Set out every line of the listing below as a Markdown table with the columns "Row" and "Line," skipping blank lines. Leave the pictures out.
---- Material
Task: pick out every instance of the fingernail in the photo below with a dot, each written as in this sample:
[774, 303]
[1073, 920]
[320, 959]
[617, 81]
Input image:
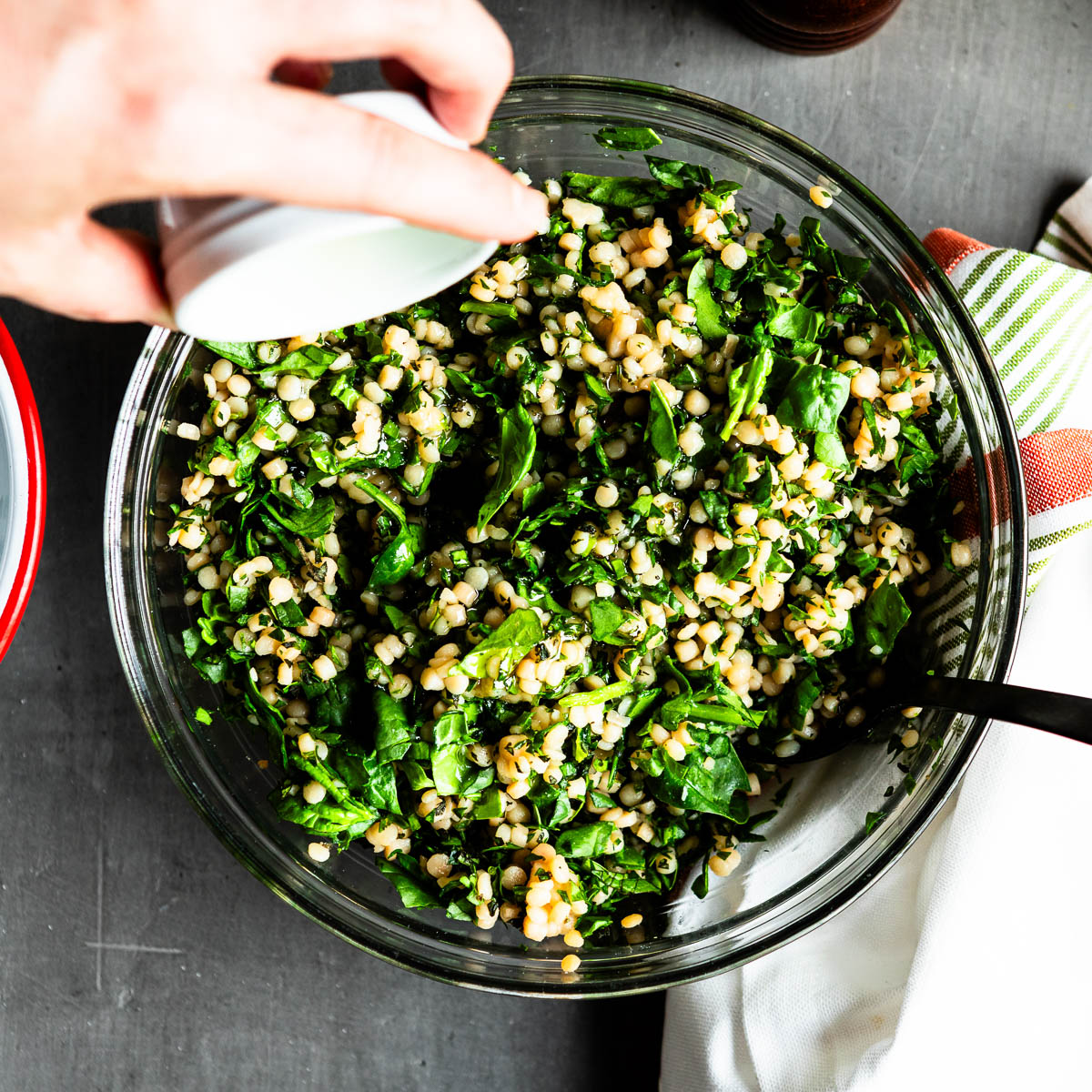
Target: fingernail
[162, 317]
--------
:: Written response ::
| Row | Line |
|---|---|
| 1 | Task: pick out every instance of the fingernail in the photo below with a dot, each written as in this sample: |
| 2 | [774, 303] |
| 3 | [1073, 920] |
| 4 | [320, 959] |
| 5 | [617, 81] |
| 6 | Input image: |
| 7 | Target: fingernail |
| 8 | [162, 317] |